- Task to complete: Rewrite everything from the line containing "Exercise. Mark every instance of the running track" down through the end of the records, replacing "jersey" with "shirt" and leaving all else unchanged.

--------------------

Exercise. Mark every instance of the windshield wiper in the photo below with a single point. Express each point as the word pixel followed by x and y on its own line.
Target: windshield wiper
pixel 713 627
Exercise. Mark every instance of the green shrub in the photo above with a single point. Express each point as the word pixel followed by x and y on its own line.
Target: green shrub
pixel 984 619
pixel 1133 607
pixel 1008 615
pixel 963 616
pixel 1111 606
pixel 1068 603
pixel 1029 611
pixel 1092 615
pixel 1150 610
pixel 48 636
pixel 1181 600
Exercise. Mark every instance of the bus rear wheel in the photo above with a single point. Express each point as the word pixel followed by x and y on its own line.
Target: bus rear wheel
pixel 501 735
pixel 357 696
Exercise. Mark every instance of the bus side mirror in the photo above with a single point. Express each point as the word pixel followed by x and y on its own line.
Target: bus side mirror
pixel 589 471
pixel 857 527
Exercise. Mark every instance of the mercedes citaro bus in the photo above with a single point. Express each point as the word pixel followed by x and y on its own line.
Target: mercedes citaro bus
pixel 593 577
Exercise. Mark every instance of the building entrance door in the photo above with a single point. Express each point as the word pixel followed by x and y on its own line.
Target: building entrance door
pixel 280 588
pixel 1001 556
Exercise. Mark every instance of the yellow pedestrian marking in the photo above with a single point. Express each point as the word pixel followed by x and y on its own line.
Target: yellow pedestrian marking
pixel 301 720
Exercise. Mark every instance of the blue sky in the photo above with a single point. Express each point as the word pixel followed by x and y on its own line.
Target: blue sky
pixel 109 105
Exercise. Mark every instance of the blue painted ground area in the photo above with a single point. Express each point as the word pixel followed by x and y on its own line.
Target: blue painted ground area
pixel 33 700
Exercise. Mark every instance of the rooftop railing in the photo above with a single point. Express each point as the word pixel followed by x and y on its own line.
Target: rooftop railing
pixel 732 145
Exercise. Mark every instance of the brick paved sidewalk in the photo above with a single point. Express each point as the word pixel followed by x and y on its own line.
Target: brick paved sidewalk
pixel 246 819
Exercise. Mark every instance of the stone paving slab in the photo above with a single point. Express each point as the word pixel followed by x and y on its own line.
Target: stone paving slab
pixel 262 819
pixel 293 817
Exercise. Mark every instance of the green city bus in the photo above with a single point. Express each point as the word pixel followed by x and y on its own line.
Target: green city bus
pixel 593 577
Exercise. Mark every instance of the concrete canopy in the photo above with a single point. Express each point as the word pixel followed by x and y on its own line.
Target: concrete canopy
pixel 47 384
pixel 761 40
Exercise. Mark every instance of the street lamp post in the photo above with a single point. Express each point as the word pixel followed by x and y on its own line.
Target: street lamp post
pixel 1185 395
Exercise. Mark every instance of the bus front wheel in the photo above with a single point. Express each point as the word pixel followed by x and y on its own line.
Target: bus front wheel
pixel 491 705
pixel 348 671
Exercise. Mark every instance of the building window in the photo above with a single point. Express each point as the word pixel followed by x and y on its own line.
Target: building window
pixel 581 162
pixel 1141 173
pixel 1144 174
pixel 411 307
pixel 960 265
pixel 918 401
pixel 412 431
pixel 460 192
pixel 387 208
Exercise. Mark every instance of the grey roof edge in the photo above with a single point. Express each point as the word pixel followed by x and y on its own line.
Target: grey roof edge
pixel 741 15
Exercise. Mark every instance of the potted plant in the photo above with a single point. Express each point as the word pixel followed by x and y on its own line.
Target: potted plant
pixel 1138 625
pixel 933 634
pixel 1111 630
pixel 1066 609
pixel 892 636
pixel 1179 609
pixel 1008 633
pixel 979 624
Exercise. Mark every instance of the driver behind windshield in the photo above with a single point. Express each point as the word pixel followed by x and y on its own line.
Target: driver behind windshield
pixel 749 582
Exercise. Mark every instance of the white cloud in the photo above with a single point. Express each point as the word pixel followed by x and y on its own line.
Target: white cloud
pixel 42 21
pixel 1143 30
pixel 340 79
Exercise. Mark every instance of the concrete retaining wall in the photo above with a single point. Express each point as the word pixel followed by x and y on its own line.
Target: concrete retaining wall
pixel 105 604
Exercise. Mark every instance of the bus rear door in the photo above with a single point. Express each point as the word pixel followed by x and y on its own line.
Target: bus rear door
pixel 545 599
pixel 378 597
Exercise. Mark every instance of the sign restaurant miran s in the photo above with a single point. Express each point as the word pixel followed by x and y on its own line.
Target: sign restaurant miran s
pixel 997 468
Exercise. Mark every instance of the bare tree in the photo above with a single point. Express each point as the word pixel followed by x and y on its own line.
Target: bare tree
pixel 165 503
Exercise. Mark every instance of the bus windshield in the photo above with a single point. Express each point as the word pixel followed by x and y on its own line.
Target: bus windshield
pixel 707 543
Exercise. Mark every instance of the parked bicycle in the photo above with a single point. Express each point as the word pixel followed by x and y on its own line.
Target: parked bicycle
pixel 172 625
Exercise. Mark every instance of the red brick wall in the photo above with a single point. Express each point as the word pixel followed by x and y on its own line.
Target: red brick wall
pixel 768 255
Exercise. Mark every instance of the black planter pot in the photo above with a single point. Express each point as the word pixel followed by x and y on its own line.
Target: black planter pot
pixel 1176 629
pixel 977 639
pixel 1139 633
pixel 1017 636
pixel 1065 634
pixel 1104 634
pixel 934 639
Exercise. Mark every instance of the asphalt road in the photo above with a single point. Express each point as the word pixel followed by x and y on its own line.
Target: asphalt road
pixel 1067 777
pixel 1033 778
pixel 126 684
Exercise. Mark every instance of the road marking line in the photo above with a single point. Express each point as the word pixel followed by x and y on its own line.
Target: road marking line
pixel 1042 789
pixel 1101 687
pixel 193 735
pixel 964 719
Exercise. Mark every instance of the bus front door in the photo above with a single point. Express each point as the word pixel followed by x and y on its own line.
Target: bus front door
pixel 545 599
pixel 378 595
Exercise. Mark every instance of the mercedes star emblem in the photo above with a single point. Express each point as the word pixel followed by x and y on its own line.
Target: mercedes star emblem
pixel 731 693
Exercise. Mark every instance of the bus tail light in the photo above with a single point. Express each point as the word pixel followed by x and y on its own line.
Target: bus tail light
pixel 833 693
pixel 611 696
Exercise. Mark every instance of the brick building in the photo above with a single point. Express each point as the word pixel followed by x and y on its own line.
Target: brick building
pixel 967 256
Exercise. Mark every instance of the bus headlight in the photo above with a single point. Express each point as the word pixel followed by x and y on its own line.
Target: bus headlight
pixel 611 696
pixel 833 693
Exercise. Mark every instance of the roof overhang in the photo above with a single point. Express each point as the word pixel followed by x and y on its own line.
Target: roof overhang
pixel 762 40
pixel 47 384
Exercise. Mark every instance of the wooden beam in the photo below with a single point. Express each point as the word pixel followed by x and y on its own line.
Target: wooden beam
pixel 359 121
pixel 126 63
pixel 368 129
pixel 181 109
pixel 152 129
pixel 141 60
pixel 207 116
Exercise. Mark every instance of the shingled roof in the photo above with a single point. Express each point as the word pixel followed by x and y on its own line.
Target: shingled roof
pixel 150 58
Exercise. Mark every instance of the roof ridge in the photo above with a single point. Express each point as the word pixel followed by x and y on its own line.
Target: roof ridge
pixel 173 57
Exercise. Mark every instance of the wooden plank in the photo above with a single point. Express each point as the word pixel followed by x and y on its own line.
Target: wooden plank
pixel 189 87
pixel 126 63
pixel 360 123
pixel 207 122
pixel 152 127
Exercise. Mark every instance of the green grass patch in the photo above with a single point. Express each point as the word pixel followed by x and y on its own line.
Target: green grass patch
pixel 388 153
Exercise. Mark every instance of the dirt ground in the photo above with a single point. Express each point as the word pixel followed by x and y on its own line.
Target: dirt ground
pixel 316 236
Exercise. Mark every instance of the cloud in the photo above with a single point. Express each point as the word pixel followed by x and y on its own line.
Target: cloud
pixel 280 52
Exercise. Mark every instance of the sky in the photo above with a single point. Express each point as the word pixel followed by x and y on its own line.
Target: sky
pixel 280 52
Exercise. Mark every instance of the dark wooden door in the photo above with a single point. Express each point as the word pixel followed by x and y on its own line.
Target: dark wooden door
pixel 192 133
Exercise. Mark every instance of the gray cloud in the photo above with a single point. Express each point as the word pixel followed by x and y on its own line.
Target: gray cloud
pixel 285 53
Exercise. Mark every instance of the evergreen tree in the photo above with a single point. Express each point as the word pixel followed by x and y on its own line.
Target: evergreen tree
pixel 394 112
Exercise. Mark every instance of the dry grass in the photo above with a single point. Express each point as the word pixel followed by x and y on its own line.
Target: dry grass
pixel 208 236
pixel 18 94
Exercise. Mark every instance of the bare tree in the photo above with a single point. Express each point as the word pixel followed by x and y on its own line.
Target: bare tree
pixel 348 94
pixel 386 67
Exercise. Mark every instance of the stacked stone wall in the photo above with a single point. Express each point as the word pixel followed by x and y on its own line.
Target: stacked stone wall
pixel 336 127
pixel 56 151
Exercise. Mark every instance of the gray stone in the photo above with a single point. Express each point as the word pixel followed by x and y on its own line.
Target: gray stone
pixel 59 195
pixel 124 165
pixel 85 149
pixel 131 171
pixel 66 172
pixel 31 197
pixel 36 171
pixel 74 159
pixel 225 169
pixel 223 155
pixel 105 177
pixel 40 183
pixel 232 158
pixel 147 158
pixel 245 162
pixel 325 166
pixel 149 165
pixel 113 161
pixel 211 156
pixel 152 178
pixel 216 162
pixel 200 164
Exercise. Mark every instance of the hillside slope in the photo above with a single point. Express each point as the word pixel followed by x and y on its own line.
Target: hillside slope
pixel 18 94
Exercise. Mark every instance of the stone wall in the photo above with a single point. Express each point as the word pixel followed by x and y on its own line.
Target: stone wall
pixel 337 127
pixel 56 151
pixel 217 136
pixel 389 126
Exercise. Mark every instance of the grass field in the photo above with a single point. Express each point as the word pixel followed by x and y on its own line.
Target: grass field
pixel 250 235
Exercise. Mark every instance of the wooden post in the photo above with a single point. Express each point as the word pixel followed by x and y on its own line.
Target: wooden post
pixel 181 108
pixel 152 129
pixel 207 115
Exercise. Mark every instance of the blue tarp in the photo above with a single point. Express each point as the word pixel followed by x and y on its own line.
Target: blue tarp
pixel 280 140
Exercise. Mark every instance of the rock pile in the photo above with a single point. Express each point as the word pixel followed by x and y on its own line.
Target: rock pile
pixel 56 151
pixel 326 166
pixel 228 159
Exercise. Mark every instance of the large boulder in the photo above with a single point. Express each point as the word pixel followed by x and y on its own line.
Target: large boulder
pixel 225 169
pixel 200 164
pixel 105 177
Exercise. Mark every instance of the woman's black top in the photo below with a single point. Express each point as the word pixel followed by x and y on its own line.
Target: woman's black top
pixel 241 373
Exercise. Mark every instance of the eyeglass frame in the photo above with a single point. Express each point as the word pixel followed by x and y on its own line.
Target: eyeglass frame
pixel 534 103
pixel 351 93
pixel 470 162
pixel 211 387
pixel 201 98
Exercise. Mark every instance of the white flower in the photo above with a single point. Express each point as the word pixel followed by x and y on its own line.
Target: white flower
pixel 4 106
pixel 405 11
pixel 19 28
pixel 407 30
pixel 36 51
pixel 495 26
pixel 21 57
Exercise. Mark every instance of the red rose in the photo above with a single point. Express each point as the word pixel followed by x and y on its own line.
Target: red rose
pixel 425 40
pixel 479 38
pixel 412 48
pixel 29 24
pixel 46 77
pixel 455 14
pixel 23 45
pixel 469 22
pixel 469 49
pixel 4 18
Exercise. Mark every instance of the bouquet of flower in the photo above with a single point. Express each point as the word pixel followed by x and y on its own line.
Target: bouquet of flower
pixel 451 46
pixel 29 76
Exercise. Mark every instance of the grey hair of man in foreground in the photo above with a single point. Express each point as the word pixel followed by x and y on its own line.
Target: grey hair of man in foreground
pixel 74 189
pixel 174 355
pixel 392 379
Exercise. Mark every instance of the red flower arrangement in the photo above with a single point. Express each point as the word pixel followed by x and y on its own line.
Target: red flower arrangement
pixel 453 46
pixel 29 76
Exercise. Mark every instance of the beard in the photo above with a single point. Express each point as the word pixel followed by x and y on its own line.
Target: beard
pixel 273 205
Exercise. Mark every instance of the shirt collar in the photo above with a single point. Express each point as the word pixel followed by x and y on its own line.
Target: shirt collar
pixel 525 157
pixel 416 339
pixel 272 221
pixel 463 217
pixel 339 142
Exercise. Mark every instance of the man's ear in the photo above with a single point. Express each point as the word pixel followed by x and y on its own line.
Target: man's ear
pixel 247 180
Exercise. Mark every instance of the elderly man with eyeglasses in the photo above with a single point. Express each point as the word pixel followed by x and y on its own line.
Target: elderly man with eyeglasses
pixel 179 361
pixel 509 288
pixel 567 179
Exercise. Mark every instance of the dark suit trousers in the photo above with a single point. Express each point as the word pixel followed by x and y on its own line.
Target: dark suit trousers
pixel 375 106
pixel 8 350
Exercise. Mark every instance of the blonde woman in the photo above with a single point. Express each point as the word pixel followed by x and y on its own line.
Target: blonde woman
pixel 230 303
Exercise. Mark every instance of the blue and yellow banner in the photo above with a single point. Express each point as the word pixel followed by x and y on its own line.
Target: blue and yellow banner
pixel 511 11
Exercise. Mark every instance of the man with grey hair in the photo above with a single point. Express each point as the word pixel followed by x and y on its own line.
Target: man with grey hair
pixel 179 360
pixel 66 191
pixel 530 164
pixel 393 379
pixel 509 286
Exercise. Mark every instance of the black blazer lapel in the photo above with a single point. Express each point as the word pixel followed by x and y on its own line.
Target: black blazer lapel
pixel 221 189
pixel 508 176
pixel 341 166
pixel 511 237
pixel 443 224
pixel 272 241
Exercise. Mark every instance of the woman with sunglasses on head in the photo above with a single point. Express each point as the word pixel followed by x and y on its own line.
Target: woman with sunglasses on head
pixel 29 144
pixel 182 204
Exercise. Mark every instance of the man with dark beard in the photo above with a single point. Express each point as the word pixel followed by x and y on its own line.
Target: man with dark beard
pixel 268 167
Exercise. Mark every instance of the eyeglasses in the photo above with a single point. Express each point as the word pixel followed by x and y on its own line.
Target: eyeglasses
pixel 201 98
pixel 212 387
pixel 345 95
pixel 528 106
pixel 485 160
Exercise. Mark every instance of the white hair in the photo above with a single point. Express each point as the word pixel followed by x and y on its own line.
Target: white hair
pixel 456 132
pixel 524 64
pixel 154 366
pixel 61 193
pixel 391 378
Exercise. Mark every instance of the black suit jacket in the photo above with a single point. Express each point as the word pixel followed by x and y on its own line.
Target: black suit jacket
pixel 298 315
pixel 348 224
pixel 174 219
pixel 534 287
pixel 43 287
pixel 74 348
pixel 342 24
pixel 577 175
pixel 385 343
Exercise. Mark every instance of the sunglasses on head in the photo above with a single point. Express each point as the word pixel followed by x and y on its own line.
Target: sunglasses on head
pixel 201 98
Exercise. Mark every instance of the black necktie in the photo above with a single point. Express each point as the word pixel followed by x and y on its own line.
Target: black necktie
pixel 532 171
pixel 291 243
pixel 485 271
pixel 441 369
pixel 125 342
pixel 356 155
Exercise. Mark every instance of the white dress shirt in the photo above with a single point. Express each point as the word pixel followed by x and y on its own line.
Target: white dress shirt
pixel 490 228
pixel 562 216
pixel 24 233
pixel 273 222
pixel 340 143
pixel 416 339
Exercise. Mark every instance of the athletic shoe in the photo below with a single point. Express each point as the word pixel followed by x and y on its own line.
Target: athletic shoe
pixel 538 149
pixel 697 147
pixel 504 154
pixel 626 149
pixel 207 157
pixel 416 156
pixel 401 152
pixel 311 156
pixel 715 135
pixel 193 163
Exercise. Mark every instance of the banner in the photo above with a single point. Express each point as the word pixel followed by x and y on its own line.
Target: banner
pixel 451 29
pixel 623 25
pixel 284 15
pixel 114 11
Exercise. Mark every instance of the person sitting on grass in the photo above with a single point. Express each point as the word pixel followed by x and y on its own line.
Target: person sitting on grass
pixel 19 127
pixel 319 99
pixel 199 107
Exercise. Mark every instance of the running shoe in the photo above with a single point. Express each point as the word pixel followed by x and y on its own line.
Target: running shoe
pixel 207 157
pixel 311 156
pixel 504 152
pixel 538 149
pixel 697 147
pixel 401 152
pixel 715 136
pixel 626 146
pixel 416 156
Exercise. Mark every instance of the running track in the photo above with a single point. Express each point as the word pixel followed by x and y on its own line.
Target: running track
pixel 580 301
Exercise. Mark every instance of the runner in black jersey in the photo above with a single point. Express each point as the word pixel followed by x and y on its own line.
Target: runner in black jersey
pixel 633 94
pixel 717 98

--------------------

- Worked answer:
Exercise. Mark every instance of the running track in the photo above with a single point. Express each point as the word pixel followed by x and y on its own line.
Target: running track
pixel 580 301
Exercise. Mark every instance of the runner in black shirt in the photo above with a single point. Express each point as the word pixel followed by x and y on its own line.
Target: runner in black shirt
pixel 633 94
pixel 717 98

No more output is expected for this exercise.